*Work required*.
Exact repetition of every entry is required.

*Data for processing*.
****

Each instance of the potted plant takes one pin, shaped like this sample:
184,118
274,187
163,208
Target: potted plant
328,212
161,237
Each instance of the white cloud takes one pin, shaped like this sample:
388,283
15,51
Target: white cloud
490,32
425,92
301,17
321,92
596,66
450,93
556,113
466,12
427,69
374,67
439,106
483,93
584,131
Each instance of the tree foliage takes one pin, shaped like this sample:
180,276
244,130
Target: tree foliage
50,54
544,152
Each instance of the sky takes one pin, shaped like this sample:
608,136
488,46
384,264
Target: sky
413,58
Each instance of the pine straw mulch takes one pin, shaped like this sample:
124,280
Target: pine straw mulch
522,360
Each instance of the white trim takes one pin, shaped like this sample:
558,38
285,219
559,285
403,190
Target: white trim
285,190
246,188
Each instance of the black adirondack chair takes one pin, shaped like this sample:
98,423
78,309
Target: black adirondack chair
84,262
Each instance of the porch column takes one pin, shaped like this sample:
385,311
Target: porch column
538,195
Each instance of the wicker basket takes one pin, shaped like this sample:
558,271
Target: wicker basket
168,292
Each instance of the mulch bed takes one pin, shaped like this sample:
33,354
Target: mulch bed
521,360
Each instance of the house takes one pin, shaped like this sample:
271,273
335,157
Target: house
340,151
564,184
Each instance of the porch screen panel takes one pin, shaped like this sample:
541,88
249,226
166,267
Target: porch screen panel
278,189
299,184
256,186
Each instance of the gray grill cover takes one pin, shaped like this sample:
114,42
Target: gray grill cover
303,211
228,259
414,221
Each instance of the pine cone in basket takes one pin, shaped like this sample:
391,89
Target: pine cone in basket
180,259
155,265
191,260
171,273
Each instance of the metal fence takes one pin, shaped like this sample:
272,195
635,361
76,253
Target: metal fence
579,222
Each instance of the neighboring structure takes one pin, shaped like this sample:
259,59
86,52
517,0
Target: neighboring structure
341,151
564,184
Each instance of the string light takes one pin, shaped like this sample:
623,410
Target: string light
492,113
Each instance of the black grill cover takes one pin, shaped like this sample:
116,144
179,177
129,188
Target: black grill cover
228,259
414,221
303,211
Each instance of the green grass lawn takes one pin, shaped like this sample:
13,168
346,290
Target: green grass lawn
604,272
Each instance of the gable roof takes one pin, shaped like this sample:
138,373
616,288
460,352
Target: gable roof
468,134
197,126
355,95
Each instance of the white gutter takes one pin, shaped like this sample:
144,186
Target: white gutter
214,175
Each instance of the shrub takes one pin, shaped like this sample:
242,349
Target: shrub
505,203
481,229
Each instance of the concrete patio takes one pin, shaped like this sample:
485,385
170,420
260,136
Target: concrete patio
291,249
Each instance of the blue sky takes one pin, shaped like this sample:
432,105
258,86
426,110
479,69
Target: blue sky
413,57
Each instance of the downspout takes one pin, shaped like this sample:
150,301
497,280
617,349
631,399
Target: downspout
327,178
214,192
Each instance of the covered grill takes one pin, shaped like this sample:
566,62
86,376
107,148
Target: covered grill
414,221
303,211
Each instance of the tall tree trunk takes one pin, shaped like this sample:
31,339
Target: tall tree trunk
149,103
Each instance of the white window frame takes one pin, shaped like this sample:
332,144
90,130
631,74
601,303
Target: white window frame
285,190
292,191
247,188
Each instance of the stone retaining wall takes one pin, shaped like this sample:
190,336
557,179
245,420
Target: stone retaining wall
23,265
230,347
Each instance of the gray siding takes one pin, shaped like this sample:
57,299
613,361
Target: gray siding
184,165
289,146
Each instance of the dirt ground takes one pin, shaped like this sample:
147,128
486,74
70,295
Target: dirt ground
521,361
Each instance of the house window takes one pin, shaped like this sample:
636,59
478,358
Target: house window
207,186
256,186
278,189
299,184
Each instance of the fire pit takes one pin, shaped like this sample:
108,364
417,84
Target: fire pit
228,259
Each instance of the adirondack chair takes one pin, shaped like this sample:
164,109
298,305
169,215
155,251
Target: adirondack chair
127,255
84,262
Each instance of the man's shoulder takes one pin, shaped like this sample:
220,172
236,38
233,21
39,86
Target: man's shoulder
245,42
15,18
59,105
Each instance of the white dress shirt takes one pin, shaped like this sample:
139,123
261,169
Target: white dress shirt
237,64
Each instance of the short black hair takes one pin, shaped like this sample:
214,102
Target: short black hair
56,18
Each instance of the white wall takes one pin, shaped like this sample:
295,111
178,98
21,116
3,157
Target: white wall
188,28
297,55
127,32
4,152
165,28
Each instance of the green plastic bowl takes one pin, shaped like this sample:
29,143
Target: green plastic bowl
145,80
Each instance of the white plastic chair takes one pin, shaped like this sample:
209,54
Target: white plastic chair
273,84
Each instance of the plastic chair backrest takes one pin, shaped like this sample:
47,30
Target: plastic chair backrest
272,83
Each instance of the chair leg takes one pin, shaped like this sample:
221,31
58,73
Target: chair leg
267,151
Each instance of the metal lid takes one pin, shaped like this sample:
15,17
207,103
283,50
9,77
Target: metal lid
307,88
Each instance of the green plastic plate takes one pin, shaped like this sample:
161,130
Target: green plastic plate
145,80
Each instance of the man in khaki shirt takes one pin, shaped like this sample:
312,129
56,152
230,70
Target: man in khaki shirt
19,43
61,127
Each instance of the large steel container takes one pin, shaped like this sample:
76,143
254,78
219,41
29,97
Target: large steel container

****

*Answer for the task*.
Each instance of the potted plant takes one pin, shaped like this sample:
184,118
274,187
163,208
Target: potted plant
328,212
161,237
Each instance of the white cloud takes one pin, shaped like this sample:
388,283
15,51
Target: white cloud
490,32
425,92
301,17
321,92
596,66
450,93
556,113
466,12
427,69
374,67
439,106
483,93
584,131
Each instance of the tree foliage takes one pin, shaped like this sample:
180,276
244,130
Target: tree foliage
50,54
544,152
Each instance of the sky takes one pin, shaped like this sample:
608,136
488,46
384,264
Target: sky
413,58
Each instance of the pine straw mulch takes one pin, shaped like this sample:
124,280
Target: pine straw mulch
522,360
Each instance of the white trim takes one pin, shaped like this sample:
558,38
285,219
559,285
403,190
Target: white trim
285,190
246,188
Each instance of the black adirondack chair takes one pin, shaped like this sample:
98,423
78,309
Target: black adirondack chair
84,262
Each instance of the porch column takes one pin, shaped like this sample:
385,311
Target: porch column
538,195
Each instance of the wicker basket takes one pin, shaped like this sample:
558,271
Target: wicker basket
168,292
Each instance of the mulch bed takes one pin, shaped like this sample:
33,354
Target: mulch bed
521,360
Each instance of the house takes one pin, shaped like this sample:
271,273
335,157
Target: house
340,151
564,184
Each instance of the porch screen panel takes one pin, shaped like this sample:
541,88
249,226
166,267
Target: porch screen panel
278,189
299,184
256,186
Each instance of the gray grill cover takes one pin, shaped like this sample:
114,42
Target: gray grill cover
303,211
228,259
414,221
Each instance of the pine cone in basket takes one pin, shaped like this sample:
391,89
Target: pine cone in basket
180,259
155,265
191,260
171,273
Each instance of the metal fence takes one pin, shaped like this sample:
272,195
635,361
76,253
Target: metal fence
579,222
Each instance of the neighboring structure takes one pin, shaped like this sample:
259,59
86,52
517,0
Target: neighboring structure
341,151
564,184
Each instance of the string light takes one pin, shaped like this sample:
623,410
Target: string light
492,113
Each instance of the black grill cover takes one pin, shaped like this sample:
116,144
179,177
129,188
Target: black grill cover
228,259
414,221
303,211
Each instance of the green grass lawn takes one pin, shaped like this sample:
13,168
346,290
Target: green grass lawn
604,272
Each instance of the gable roof takes one pin, shaped like this sample:
138,373
616,288
460,352
Target: gable roof
468,134
197,126
355,95
Each instance of the white gutter takes one pin, shaped like this sample:
144,186
Target: white gutter
214,175
Each instance of the shrub takes one pin, shaped like this sample:
242,349
Target: shrub
505,203
481,229
Each instance of the concrete patio takes one pin, shaped like this sample:
485,385
170,420
260,136
Target: concrete patio
291,249
Each instance of the blue sky takes one pin, shaped like this sample:
432,105
258,86
426,110
479,69
Target: blue sky
413,57
Each instance of the downspout takes one pin, shaped like this sample:
150,301
497,280
617,349
631,399
Target: downspout
327,178
214,192
Each instance of the covered grill takes one pin, shaped like this sample:
566,62
86,376
107,148
Target: covered grill
414,221
303,211
Each instance of the tall tree trunk takes one pin, shaped like this sample:
31,339
Target: tall tree trunk
149,103
Each instance of the white window frame takes one pin, shaped like this sample:
332,144
90,130
631,74
601,303
Target: white window frame
285,190
292,191
247,188
Each instance of the stone retaining wall takes one pin, shaped like this sample:
190,336
557,179
245,420
Target: stone retaining wall
23,265
230,347
Each instance of the gray siding takes one pin, shaped like this sample:
57,299
613,361
Target: gray siding
184,165
289,146
Each instance of the dirt ground takes one pin, shaped like this sample:
147,128
486,74
70,295
Target: dirt ground
521,361
Each instance of the house window takes one pin, shaped like this sample:
636,59
478,358
Target: house window
207,186
256,186
278,189
299,184
Each instance of the fire pit takes one pin, shaped like this sample:
108,364
417,84
Target: fire pit
228,259
Each instance of the adirondack chair takes one pin, shaped like this sample:
164,109
298,305
169,215
155,251
Target: adirondack chair
127,255
84,262
Each instance of the man's shoulder takes one pin, shaped like this sample:
220,172
236,38
233,21
39,86
Target: man's shoulder
245,42
15,18
59,105
Each instance of the white dress shirt takes one pin, shaped like this sample:
139,123
261,169
Target: white dress shirt
237,64
Each instance of the short black hair takes one pin, shaped like this sample:
214,102
Target: short black hair
56,18
Each instance of the white wall takes one pin, shaped like this sample:
295,111
178,98
21,116
3,157
Target: white wall
188,28
297,55
127,32
4,152
165,28
Each instance of the green plastic bowl takes one pin, shaped like this sample:
29,143
Target: green plastic bowl
145,80
Each instance of the white plastic chair takes one pin, shaped like this sample:
209,54
Target: white plastic chair
273,84
Each instance of the plastic chair backrest takes one pin, shaped like this sample:
47,30
Target: plastic chair backrest
272,83
Each instance of the chair leg takes one pin, shaped like this sample:
221,31
58,73
Target: chair leg
267,151
Each instance of the metal lid takes one pin, shaped like this sample:
15,17
207,103
283,50
9,77
Target: metal lid
307,88
Each instance of the green plastic plate takes one pin, shaped like this sample:
161,130
Target: green plastic plate
145,80
Each instance of the man in khaki shirt takes one pin, shaped like this sample:
312,129
56,152
230,70
Target: man in khaki shirt
19,43
61,127
Each instance of the large steel container takes one pin, shaped like this sample:
76,143
254,78
219,41
29,97
Target: large steel container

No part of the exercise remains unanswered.